## Data for analysis
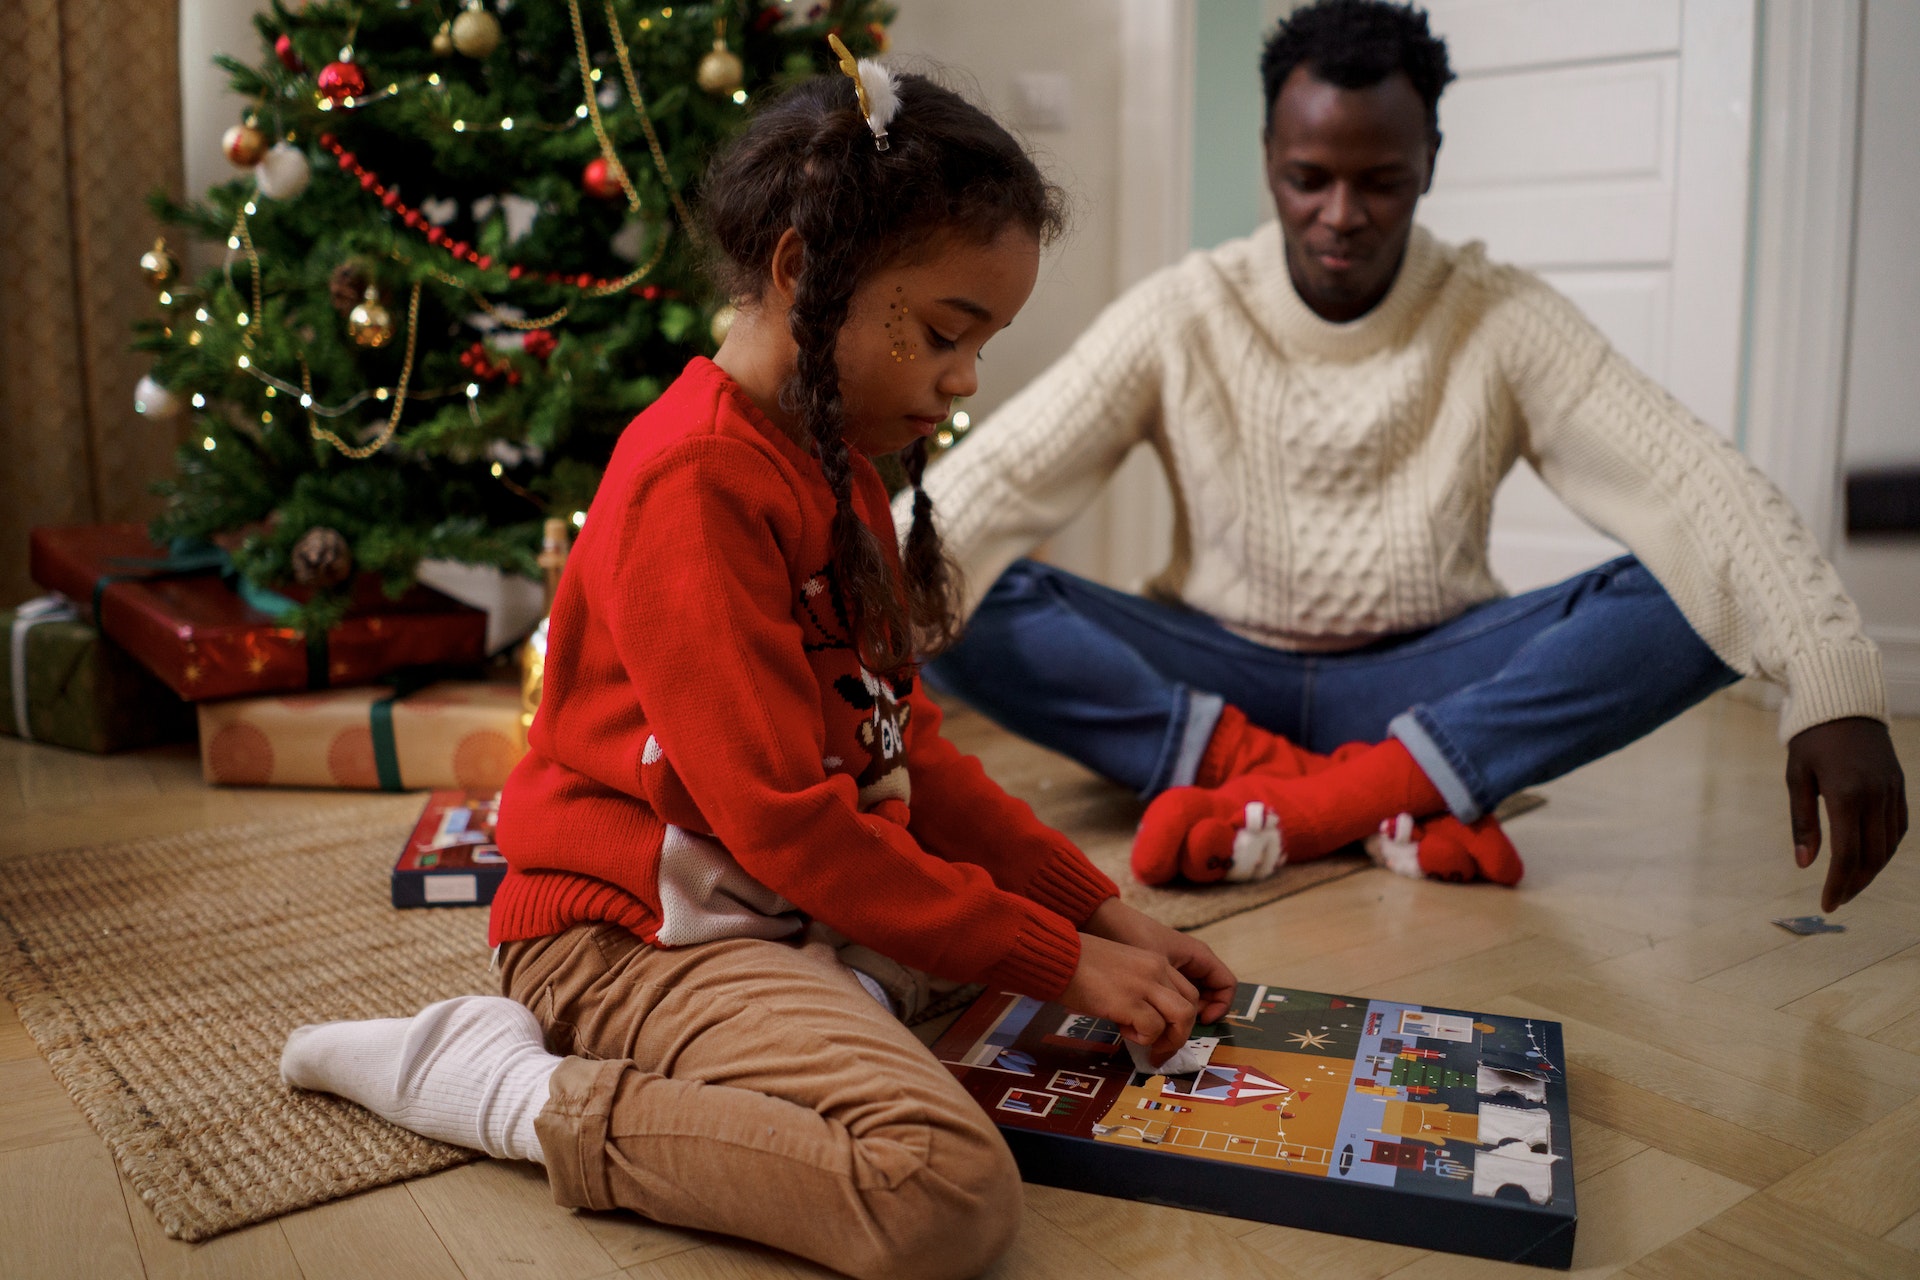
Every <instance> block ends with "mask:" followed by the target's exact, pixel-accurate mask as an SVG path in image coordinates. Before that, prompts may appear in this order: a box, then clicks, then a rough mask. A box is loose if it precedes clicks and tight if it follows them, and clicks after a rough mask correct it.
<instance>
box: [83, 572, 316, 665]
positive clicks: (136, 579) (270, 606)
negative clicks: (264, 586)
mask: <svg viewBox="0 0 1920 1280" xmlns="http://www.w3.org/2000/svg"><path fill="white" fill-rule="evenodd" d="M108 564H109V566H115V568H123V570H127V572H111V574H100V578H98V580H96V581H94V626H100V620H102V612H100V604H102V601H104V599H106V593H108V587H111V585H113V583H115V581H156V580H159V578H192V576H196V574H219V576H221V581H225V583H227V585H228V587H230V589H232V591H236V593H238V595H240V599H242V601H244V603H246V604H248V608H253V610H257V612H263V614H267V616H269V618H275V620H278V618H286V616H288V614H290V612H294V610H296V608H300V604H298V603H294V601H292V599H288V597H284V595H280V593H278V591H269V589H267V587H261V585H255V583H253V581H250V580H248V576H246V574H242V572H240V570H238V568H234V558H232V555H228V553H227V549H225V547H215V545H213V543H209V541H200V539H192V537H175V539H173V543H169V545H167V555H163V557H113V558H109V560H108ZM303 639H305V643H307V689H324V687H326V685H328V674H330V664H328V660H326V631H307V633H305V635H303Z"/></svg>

## Activity
Reproduce each of the entries above word for word, omitting the pictures.

## Response to the task
Every <instance> block ends with "mask:" followed by the target's exact, pixel-accurate mask as an SVG path in image coordinates. Before that, prompts may appear in this order: a box, then clicks, then a rough mask. A box is loose if it precedes clicks and tight if it follows them, and clicks after a rough mask correct it.
<instance>
box: [83, 572, 316, 665]
positive clicks: (136, 579) (270, 606)
negative clicks: (264, 586)
mask: <svg viewBox="0 0 1920 1280" xmlns="http://www.w3.org/2000/svg"><path fill="white" fill-rule="evenodd" d="M108 564H109V566H115V568H123V570H127V572H111V574H100V578H98V580H96V581H94V626H100V620H102V612H100V604H102V601H104V599H106V593H108V587H111V585H113V583H115V581H156V580H159V578H192V576H196V574H219V576H221V581H225V583H227V585H228V587H230V589H232V591H236V593H238V595H240V599H242V601H244V603H246V604H248V608H253V610H257V612H263V614H267V616H269V618H275V620H278V618H286V616H288V614H290V612H294V610H296V608H300V604H298V603H294V601H292V599H288V597H284V595H280V593H278V591H269V589H267V587H261V585H255V583H253V581H250V580H248V576H246V574H242V572H240V570H238V568H234V558H232V555H228V553H227V549H225V547H215V545H213V543H209V541H200V539H192V537H175V539H173V543H169V545H167V555H163V557H113V558H109V560H108ZM303 639H305V643H307V689H324V687H326V685H328V674H330V664H328V660H326V631H307V633H305V635H303Z"/></svg>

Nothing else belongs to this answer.